Tugas Latihan A: Ambil setiap baris dari data di bawah yang memuat kata "tree". Huruf besar dan huruf kecil dianggap berbeda.

Kutipan Teks:
• • • •
Jadi orang tak perlu heran kalau kami para tapol Buru makan tikus, ular, kadal dan sebagainya. Ya, bolehlah kalau kami para tapol dikatakan sangat sadis, tapi sesadis-sadis kami, kami tidak pernah makan darah yang mengalir yang hukumnya haram seperti yang disebutkan dalam Surat ke 6 Alqur’an Surat Al anaam ayat 145.
Siapakah yang memakan darah yang mengalir? Tentu saja tidak lain adalah kaum kapitalis yang mempekerjakan kaum buruh yang darahnya mengalir dalam tubuhnya tetapi hasil tenaga kerjanya dimiliki kaum kapitalis. Inilah sebenarnya arti nyata dari istilah memakan darah yang mengalir.
Itu menurut keterangan ayahku pak Ramidjo yang telah tiada. Beliau hafal dan mengerti Alqur’an yang selalu menganjurkan para santrinya untuk selalu berbuat baik, membaca do’a iftitah yang khusuk waktu shalat dan berwudhu yang benar sebelum shalat.
Maaf, bukan maksudku untuk menuliskan soal-soal agama Islam. Pengetahuanku terlalu sedikit dan sepotong kuku-ireng pun tidak ada.
• • • •
Tugas Latihan B:
Jawab pertanyaan berikut dari kutipan tentang tapol Buru di atas:
(i) Hewan apa saja yang disebut dimakan para tapol Buru?
(ii) Menurut kutipan itu, siapa yang memakan darah yang mengalir?
(iii) Siapa nama ayah penulis?

Baris Masukan:
• • • •
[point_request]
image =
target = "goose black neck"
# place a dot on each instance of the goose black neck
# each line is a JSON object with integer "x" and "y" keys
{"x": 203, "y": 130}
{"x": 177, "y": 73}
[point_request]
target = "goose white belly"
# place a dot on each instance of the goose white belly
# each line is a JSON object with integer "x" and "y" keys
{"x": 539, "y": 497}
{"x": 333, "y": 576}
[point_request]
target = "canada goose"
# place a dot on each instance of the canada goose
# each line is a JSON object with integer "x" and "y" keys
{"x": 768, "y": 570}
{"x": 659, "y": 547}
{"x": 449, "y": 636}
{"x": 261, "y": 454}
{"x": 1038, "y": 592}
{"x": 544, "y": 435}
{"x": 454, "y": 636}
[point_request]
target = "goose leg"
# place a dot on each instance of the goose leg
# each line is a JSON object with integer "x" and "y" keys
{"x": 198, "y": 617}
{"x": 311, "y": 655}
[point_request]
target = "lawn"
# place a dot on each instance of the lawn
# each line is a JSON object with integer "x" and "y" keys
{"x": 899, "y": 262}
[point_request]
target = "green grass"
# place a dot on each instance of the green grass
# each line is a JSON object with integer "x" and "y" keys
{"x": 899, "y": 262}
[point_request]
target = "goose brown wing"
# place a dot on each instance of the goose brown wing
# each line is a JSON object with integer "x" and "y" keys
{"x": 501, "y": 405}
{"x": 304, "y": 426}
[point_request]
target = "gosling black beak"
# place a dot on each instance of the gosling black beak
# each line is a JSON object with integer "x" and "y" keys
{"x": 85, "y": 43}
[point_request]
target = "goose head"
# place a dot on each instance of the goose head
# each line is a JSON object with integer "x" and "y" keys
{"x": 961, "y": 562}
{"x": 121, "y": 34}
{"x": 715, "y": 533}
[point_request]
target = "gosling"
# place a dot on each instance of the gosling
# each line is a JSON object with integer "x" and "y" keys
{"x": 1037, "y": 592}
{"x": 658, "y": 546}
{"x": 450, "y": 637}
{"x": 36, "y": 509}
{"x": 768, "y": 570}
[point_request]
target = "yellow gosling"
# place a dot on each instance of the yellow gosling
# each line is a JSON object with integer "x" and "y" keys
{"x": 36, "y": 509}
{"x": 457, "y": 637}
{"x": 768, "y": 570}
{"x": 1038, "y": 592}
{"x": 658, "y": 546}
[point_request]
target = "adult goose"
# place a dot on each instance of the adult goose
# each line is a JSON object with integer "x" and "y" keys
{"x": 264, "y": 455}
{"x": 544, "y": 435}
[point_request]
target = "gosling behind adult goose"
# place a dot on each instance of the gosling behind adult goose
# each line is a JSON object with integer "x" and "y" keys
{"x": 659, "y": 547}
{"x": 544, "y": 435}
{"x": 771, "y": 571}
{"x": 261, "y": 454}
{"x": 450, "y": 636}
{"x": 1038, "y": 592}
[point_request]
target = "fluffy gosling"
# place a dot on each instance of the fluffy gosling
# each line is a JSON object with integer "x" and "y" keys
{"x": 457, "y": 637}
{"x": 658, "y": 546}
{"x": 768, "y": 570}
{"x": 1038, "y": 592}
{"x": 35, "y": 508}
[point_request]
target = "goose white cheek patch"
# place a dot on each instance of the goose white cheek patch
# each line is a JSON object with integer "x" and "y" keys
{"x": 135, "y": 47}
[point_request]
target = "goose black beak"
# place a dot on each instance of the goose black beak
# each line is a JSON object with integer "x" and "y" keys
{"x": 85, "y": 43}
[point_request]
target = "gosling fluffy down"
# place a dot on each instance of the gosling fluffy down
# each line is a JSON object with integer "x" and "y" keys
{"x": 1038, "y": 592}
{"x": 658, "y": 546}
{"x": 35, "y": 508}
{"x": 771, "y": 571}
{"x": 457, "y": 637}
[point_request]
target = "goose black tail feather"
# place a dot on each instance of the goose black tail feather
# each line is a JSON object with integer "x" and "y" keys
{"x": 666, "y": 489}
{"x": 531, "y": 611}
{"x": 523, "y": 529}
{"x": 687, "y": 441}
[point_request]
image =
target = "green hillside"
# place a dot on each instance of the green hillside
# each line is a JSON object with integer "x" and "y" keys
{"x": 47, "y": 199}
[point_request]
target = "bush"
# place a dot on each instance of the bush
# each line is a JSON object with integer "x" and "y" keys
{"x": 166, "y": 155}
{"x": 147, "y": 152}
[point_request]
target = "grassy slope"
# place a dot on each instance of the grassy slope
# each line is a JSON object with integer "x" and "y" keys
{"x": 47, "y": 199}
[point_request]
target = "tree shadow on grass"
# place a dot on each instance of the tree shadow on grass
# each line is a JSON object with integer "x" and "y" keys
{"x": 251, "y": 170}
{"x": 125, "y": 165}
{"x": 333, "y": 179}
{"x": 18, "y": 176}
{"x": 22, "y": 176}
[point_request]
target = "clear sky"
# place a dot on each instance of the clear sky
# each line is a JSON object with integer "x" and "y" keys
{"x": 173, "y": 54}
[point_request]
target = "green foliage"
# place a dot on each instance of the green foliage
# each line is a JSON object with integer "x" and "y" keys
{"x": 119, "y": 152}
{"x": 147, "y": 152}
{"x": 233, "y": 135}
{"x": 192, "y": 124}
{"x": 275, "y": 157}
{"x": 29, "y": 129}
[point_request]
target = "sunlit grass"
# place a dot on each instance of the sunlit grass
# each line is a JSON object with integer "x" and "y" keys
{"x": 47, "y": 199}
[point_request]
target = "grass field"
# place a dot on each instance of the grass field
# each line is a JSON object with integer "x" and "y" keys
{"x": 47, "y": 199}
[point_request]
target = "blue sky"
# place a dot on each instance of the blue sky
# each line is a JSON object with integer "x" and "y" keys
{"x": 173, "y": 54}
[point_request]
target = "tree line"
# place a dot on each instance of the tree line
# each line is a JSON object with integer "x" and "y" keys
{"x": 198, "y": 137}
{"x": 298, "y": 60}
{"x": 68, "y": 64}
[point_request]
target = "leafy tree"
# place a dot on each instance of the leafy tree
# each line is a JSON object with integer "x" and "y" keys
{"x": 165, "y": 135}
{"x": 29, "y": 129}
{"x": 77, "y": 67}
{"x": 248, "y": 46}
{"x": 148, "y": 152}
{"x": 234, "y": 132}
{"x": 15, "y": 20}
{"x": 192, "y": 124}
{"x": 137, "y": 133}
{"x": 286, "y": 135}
• • • •
Hasil Latihan A:
target = "tree shadow on grass"
# place a dot on each instance of the tree shadow on grass
target = "tree line"
# place a dot on each instance of the tree line
target = "leafy tree"
# place a dot on each instance of the leafy tree

Hasil Latihan B:
(i) Tikus, ular, kadal, dan sebagainya.
(ii) Kaum kapitalis.
(iii) Pak Ramidjo.